*Entries*:
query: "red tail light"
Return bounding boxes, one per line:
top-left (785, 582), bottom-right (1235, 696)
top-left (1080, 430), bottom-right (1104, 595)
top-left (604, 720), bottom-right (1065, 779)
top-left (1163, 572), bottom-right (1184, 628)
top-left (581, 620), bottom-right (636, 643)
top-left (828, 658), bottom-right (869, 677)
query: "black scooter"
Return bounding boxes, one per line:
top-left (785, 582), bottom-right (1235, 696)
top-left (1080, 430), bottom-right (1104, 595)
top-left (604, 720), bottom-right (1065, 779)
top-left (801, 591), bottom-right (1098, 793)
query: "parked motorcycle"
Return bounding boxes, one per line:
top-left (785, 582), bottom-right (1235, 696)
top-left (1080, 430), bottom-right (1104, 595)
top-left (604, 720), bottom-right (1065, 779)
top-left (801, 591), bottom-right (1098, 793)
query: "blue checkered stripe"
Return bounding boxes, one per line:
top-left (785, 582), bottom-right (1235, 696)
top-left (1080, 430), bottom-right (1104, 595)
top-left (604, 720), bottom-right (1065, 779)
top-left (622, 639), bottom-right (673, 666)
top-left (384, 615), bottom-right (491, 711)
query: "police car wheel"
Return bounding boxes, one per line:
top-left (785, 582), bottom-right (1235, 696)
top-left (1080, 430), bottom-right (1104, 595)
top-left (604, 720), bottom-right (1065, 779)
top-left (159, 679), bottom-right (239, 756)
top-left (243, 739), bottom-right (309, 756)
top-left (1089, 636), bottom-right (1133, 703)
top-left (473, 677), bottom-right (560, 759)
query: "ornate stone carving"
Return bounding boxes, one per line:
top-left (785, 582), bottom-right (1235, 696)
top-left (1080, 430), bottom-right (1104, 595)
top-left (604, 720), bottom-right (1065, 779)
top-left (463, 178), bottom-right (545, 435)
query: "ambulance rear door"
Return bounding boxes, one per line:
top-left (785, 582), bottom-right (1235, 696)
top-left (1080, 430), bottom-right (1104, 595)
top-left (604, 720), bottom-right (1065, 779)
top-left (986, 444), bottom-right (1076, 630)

*Aim*:
Put the lines from the start of the data up to and including the line with "top-left (384, 615), bottom-right (491, 711)" into a Markdown table with columns Row and Line, numbering each row and leaving out blank lines.

*Solution*:
| Row | Line |
|---|---|
| 1 | query: "red tail light" |
| 2 | Return bounding boxes, one per line: |
| 3 | top-left (785, 582), bottom-right (1235, 696) |
| 4 | top-left (1080, 430), bottom-right (1104, 595) |
| 5 | top-left (604, 720), bottom-right (1065, 779) |
| 6 | top-left (1163, 572), bottom-right (1184, 628) |
| 7 | top-left (581, 620), bottom-right (636, 643) |
| 8 | top-left (828, 658), bottom-right (869, 677) |
| 9 | query: "black scooter" |
| 10 | Return bounding boxes, one per line: |
| 11 | top-left (785, 582), bottom-right (1235, 696) |
| 12 | top-left (1080, 430), bottom-right (1104, 595) |
| 13 | top-left (604, 720), bottom-right (1065, 779) |
| 14 | top-left (801, 591), bottom-right (1098, 793) |
| 15 | query: "parked motorcycle" |
| 16 | Return bounding boxes, one per line: |
| 17 | top-left (785, 582), bottom-right (1235, 696) |
| 18 | top-left (1080, 430), bottom-right (1104, 595) |
| 19 | top-left (604, 720), bottom-right (1065, 779) |
| 20 | top-left (801, 591), bottom-right (1098, 793) |
| 21 | query: "blue checkered stripe" |
| 22 | Return bounding boxes, one per line: |
| 23 | top-left (785, 582), bottom-right (1235, 696) |
| 24 | top-left (1080, 430), bottom-right (1104, 595) |
| 25 | top-left (604, 720), bottom-right (1065, 779) |
| 26 | top-left (622, 639), bottom-right (673, 666) |
| 27 | top-left (384, 615), bottom-right (491, 711) |